> _WHAT THE TASK ASKS_
Reproduce the data exactly and drop any pictures it holds.

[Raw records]
__________________________________________________

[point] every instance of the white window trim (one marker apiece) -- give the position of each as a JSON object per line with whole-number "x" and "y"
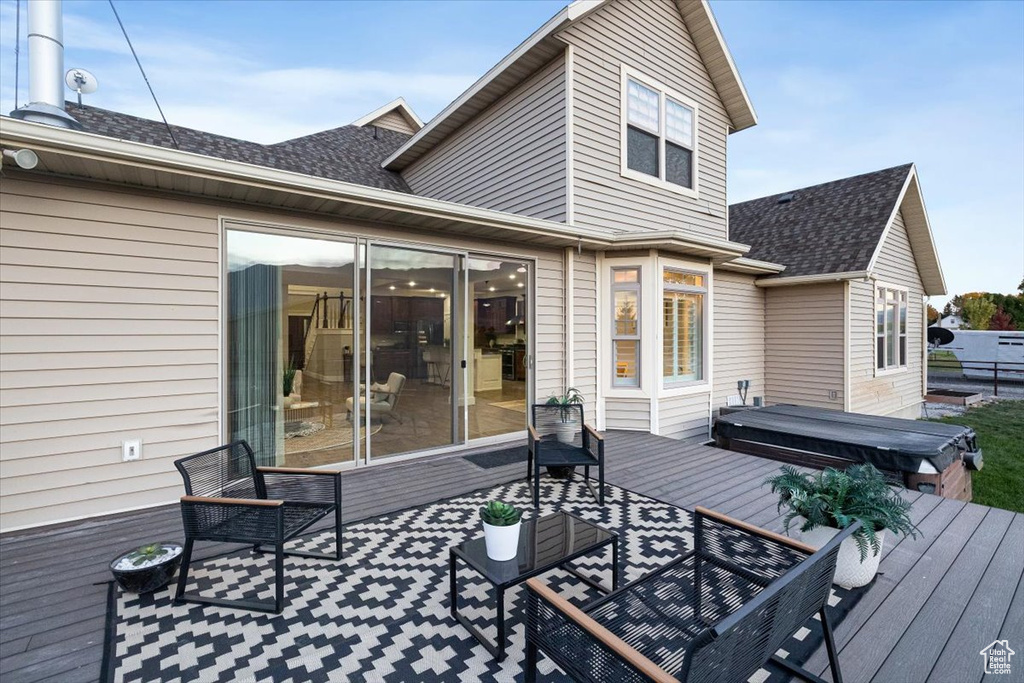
{"x": 647, "y": 265}
{"x": 670, "y": 389}
{"x": 626, "y": 74}
{"x": 638, "y": 337}
{"x": 895, "y": 370}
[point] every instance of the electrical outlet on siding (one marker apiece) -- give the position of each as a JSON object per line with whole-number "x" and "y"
{"x": 131, "y": 450}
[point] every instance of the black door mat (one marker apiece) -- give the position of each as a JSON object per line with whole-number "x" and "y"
{"x": 499, "y": 458}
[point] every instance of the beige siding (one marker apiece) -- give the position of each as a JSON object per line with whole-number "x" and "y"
{"x": 901, "y": 392}
{"x": 650, "y": 38}
{"x": 393, "y": 121}
{"x": 739, "y": 336}
{"x": 684, "y": 417}
{"x": 585, "y": 330}
{"x": 804, "y": 344}
{"x": 509, "y": 158}
{"x": 627, "y": 414}
{"x": 110, "y": 302}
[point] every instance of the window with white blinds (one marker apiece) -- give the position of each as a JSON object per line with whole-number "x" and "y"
{"x": 683, "y": 326}
{"x": 660, "y": 134}
{"x": 626, "y": 327}
{"x": 890, "y": 328}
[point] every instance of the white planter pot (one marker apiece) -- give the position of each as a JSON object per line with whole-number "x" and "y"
{"x": 850, "y": 571}
{"x": 565, "y": 431}
{"x": 502, "y": 542}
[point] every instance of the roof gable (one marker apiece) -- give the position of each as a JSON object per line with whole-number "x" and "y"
{"x": 544, "y": 45}
{"x": 839, "y": 226}
{"x": 396, "y": 115}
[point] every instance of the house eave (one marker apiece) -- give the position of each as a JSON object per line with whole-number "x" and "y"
{"x": 816, "y": 279}
{"x": 719, "y": 251}
{"x": 86, "y": 156}
{"x": 752, "y": 266}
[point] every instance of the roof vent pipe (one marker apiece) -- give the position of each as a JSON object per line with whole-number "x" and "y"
{"x": 46, "y": 67}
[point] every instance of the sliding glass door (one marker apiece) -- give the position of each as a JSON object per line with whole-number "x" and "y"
{"x": 348, "y": 352}
{"x": 290, "y": 347}
{"x": 413, "y": 349}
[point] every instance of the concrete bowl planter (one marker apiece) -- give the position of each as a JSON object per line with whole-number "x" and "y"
{"x": 851, "y": 570}
{"x": 146, "y": 568}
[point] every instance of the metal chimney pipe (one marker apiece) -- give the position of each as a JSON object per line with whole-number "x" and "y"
{"x": 46, "y": 67}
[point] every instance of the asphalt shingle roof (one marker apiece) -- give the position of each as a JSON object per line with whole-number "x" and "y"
{"x": 832, "y": 227}
{"x": 350, "y": 154}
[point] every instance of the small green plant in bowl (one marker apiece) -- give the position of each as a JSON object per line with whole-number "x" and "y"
{"x": 825, "y": 502}
{"x": 497, "y": 513}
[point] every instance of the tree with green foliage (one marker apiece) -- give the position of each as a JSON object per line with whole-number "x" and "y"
{"x": 1000, "y": 321}
{"x": 977, "y": 312}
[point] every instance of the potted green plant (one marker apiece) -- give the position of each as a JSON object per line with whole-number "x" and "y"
{"x": 288, "y": 384}
{"x": 565, "y": 431}
{"x": 147, "y": 567}
{"x": 501, "y": 529}
{"x": 826, "y": 502}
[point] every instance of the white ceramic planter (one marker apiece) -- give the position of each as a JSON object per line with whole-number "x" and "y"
{"x": 565, "y": 431}
{"x": 502, "y": 542}
{"x": 850, "y": 571}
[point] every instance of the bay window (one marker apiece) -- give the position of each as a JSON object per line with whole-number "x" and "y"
{"x": 683, "y": 326}
{"x": 890, "y": 328}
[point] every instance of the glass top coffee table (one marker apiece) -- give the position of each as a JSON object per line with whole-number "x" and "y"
{"x": 546, "y": 543}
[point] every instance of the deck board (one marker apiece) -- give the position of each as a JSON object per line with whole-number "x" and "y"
{"x": 969, "y": 553}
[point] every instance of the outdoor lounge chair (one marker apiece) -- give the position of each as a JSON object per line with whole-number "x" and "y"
{"x": 228, "y": 499}
{"x": 545, "y": 449}
{"x": 716, "y": 614}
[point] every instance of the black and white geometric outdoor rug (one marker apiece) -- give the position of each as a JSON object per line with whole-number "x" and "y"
{"x": 382, "y": 612}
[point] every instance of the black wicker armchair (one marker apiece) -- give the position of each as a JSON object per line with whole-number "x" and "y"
{"x": 553, "y": 442}
{"x": 228, "y": 499}
{"x": 715, "y": 615}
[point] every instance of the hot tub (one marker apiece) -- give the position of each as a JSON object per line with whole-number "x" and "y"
{"x": 929, "y": 457}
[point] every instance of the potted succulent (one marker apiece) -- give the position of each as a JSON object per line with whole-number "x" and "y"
{"x": 501, "y": 529}
{"x": 147, "y": 567}
{"x": 826, "y": 502}
{"x": 288, "y": 384}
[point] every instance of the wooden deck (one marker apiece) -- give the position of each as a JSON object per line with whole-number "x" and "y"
{"x": 938, "y": 601}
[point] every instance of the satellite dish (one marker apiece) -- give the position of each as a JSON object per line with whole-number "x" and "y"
{"x": 81, "y": 82}
{"x": 939, "y": 336}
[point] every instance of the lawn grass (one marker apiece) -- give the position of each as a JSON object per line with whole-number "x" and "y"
{"x": 1000, "y": 436}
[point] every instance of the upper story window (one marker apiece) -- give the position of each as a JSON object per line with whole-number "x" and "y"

__________________________________________________

> _IN RESPONSE_
[point] every instance of the white window trim (one marker apiece) -- give the position of each as a JSON object per line with whole-number "x" and "y"
{"x": 647, "y": 265}
{"x": 670, "y": 389}
{"x": 626, "y": 74}
{"x": 638, "y": 337}
{"x": 895, "y": 370}
[point] every instance of the electrical outlet on siding (one marker apiece) -- give the position of each as a JSON object per line with whole-number "x" and "y"
{"x": 131, "y": 450}
[point] every instance of the black door mat (one marker apiece) -- give the position of each as a JSON object per line with whole-number "x" and "y"
{"x": 499, "y": 458}
[point] every instance of the beige siding (one marker apiece) -- give the position of each as a JSON object per line with whole-number "x" and "y"
{"x": 901, "y": 392}
{"x": 650, "y": 38}
{"x": 393, "y": 121}
{"x": 739, "y": 336}
{"x": 684, "y": 417}
{"x": 585, "y": 330}
{"x": 804, "y": 344}
{"x": 509, "y": 158}
{"x": 627, "y": 414}
{"x": 110, "y": 302}
[point] every instance of the window with white blinds (one marker apiece) -- give the position of each as a JSON object per line with whole-number "x" and "y"
{"x": 683, "y": 326}
{"x": 660, "y": 134}
{"x": 626, "y": 327}
{"x": 890, "y": 328}
[point] every instance of the white planter pot (one marker apiece) -- give the position of each as a JSON object per line with whole-number "x" and "y"
{"x": 850, "y": 571}
{"x": 565, "y": 431}
{"x": 502, "y": 542}
[point] every instance of the roof gable (one marker apiece) -- give the position of each as a JSON object per line with whole-number "x" and "y"
{"x": 544, "y": 45}
{"x": 839, "y": 226}
{"x": 396, "y": 115}
[point] every instance of the house eave (one marker apiece) -- give the position of each as a JSON object per line with whole-number "x" and "y"
{"x": 816, "y": 279}
{"x": 719, "y": 251}
{"x": 86, "y": 156}
{"x": 752, "y": 266}
[point] every instance of the roof vent pipe (one marker apiece) -- give the position of each as a JSON object per line with whole-number "x" and "y"
{"x": 46, "y": 67}
[point] every instance of the sliding glass door (one marker apiece) -- give the position of each as a JSON object per line with whole-number "x" and "y"
{"x": 348, "y": 352}
{"x": 290, "y": 347}
{"x": 413, "y": 349}
[point] every instance of the concrete bowl planter (one marker apiece) -- give the position of each as a JSON object per line with whole-number "x" and "y"
{"x": 851, "y": 570}
{"x": 146, "y": 568}
[point] every instance of the metal chimney pipe (one marker apiece) -- give the position of each as a JSON object per line with whole-number "x" and "y"
{"x": 46, "y": 67}
[point] every instance of the asphalt shingle roof (one marker apiece) -- give the position of each as a JSON object per line with whole-number "x" and "y"
{"x": 832, "y": 227}
{"x": 350, "y": 154}
[point] every instance of the small green plant in bowl (one marker apiece) -- give the position of each as a JSON object per line with whole-number "x" and "y"
{"x": 825, "y": 502}
{"x": 497, "y": 513}
[point] every instance of the tree with green foliage (one marker apiece) -- give the position of each as a JSON object per line with whole-number "x" and "y"
{"x": 1000, "y": 321}
{"x": 977, "y": 312}
[point] every instance of the potted green plant (one marker apiece) -- give the position of each as a JSON object per line with whole-number "x" and "y"
{"x": 288, "y": 384}
{"x": 565, "y": 431}
{"x": 147, "y": 567}
{"x": 501, "y": 529}
{"x": 826, "y": 502}
[point] every instance of the white ceramic planter (one marker apiece) -- give the position of each as a JSON object per line with whole-number "x" and "y"
{"x": 565, "y": 431}
{"x": 502, "y": 542}
{"x": 850, "y": 571}
[point] every instance of the bay window (one marker apiece) -- give the position of each as a JSON object per line with whole-number "x" and "y"
{"x": 683, "y": 326}
{"x": 890, "y": 328}
[point] every instance of the glass top coffee table (one marker apiece) -- give the position of each as a JSON object per line with whole-number "x" and "y"
{"x": 546, "y": 543}
[point] every instance of the deck board (one marker apiece) -- give the position of each as a JSON object per line with whole-number "x" and "y"
{"x": 969, "y": 553}
[point] every instance of the outdoor lounge chair (one marker apiece) -- give the position of each as a JSON object per line with whole-number "x" and "y"
{"x": 228, "y": 499}
{"x": 545, "y": 449}
{"x": 716, "y": 614}
[point] every instance of the black and white geometric outdoor rug (one marker apiece) -- give the position of each as a JSON object per line with whole-number "x" and "y"
{"x": 382, "y": 612}
[point] every instance of the black wicker armchair (one marker apiece) -- give the position of each as a JSON object per line with whole-number "x" and "y"
{"x": 553, "y": 442}
{"x": 228, "y": 499}
{"x": 715, "y": 615}
[point] every instance of the hot tub (one marker apiece) -- give the position of each as a JSON object per line with whole-number "x" and "y"
{"x": 929, "y": 457}
[point] every instance of the potted succulent (one marker apiece) -- give the position of each as a JSON object per line with whole-number "x" and "y"
{"x": 501, "y": 529}
{"x": 147, "y": 567}
{"x": 826, "y": 502}
{"x": 288, "y": 384}
[point] every instance of the wooden deck (one marker apiece) -- give the position of each as a JSON object per line with whole-number "x" and "y"
{"x": 938, "y": 601}
[point] every instance of the satellite dish (one marker apiece) -- give the position of each as a JSON object per line with whole-number "x" and "y"
{"x": 81, "y": 82}
{"x": 939, "y": 336}
[point] every instance of the lawn grass (one marker apiece) -- give the position of each as a JSON object per line with whole-number "x" and "y"
{"x": 1000, "y": 436}
[point] every instance of the upper story window (one marker apiece) -- give the position of each as a JSON object per line with whole-number "x" and "y"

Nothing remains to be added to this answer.